■ **Passage to read**:
- - - -

Tuesday, August 31, 2010

Good

Whenever you go through difficult times you need to do two things to claim the "positivity" that is in those situations:
  1. Think about/meditate on/read positive things
  2. Be around positive people
A few weeks ago when we were at Oak Hills Church in "San Tan" (as I affectionately renamed San Antonio) they sang my favourite song, "Lord you are good" - its one of those happy clappy black church songs that gets your feet stomping and butt shaking in a way that is borderline inappropriate for church!!

So i got thinking about God's goodness, which was really hard to see following "Gladney-Gate", and decided to read a Bible verse everyday talking about God being good.

In Psalm 143 it talks about God's spirit being good, but that is not what struck me this morning.

"I remember the days of old;
I meditate on all Your works;
I muse on the work of your hand"

So I got thinking about my "days of old"...

- - - -

■ **Record extracts**:

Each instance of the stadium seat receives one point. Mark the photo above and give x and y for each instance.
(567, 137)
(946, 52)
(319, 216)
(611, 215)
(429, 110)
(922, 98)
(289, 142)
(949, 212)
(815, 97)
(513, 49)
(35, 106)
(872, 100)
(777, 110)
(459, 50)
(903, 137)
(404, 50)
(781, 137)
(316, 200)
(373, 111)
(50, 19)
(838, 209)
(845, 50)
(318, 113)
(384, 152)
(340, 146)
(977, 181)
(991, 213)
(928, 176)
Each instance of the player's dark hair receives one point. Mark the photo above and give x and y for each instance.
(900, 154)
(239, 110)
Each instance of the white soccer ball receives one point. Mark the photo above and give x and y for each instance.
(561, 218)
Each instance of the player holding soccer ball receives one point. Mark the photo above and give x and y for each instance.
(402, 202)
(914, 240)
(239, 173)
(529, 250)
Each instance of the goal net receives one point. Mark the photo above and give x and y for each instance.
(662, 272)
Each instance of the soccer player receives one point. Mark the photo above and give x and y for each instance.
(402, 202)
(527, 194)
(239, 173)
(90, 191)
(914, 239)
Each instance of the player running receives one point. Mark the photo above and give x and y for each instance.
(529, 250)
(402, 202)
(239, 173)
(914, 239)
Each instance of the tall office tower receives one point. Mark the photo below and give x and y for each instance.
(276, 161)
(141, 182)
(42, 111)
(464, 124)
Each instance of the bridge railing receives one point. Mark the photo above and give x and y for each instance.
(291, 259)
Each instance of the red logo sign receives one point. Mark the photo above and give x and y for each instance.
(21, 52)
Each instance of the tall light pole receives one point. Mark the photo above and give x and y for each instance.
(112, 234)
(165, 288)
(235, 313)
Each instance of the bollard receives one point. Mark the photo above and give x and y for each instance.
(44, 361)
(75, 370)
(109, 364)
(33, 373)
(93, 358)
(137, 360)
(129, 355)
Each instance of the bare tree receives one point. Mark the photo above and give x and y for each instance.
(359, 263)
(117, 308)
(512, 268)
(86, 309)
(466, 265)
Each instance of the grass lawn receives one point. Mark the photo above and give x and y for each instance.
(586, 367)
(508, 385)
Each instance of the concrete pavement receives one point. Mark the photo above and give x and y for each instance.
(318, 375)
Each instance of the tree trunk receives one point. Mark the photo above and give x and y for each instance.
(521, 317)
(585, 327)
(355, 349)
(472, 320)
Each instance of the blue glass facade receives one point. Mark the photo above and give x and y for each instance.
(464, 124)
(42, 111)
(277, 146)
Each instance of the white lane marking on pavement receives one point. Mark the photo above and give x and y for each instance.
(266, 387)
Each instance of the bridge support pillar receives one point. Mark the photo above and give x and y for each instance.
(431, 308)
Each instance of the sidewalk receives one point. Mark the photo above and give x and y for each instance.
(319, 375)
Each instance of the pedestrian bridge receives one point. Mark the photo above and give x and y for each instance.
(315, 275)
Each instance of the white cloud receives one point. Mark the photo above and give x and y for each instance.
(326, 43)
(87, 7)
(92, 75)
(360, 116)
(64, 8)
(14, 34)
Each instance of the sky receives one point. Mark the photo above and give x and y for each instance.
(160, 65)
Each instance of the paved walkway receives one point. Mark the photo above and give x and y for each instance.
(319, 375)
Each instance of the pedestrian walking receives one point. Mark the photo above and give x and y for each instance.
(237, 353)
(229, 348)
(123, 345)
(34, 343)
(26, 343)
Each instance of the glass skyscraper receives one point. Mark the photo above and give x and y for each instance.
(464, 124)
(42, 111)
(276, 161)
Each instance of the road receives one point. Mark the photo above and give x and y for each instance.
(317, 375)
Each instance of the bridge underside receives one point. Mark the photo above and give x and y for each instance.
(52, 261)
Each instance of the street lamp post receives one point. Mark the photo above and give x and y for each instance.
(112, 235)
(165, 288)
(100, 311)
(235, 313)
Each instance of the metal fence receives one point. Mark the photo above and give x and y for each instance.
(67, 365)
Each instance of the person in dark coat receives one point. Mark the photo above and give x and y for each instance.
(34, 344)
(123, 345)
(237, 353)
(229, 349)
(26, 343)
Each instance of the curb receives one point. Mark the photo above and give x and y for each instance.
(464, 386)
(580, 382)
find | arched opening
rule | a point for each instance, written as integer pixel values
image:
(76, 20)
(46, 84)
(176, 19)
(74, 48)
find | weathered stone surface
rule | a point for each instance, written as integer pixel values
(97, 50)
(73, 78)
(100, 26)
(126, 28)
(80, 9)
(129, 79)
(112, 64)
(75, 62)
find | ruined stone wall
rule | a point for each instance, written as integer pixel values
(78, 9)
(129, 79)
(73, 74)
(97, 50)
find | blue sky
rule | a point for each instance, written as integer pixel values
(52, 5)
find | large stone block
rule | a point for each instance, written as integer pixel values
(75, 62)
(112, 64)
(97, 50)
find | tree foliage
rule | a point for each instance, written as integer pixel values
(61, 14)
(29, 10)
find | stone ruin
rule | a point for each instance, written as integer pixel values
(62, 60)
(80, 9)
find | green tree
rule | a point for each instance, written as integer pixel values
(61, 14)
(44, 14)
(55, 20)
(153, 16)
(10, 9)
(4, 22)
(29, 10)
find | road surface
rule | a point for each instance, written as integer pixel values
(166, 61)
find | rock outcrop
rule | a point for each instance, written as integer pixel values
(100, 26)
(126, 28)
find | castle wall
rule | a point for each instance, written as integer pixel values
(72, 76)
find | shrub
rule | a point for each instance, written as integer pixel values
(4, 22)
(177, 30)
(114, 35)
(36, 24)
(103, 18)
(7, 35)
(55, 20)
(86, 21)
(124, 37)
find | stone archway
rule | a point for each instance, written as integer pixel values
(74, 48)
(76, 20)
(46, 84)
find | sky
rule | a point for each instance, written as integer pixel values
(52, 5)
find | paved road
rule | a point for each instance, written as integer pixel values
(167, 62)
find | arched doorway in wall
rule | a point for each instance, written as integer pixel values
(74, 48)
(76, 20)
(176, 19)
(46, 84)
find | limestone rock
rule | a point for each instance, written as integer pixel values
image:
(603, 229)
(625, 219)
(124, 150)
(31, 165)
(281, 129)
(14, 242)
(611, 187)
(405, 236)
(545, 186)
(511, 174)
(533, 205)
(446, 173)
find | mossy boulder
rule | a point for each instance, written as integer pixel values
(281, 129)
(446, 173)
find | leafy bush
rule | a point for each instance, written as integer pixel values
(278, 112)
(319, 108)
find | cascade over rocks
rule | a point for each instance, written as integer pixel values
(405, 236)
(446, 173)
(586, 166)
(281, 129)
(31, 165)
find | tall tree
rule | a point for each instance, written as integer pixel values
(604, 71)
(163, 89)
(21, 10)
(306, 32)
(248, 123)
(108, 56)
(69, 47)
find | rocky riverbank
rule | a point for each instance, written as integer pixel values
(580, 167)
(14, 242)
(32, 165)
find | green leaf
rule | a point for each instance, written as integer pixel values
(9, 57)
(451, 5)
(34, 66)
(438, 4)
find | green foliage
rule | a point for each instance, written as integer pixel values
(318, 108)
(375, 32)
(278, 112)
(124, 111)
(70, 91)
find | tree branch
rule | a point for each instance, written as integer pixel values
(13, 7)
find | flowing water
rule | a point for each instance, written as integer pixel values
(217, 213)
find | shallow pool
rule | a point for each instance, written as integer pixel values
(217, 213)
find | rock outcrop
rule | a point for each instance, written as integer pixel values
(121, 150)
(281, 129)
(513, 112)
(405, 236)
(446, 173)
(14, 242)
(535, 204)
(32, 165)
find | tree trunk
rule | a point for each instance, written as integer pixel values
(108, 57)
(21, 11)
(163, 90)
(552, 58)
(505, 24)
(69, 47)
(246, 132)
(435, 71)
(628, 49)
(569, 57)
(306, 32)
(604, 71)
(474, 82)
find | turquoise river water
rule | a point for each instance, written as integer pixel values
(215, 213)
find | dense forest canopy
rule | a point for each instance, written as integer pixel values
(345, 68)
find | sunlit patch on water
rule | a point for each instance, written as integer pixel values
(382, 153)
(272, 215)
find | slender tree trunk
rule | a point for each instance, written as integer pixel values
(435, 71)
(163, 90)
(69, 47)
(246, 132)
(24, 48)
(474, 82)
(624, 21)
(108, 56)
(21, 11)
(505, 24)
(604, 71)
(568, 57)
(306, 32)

- - - -

■ **Problem statement**: Reproduce the part of the blog post on God's goodness starting with "So i got thinking about God's" and going on through "me this morning.". The records play no part in what you are asked to do here.

■ **Solution for this problem**:
So i got thinking about God's goodness, which was really hard to see following "Gladney-Gate", and decided to read a Bible verse everyday talking about God being good.

In Psalm 143 it talks about God's spirit being good, but that is not what struck me this morning.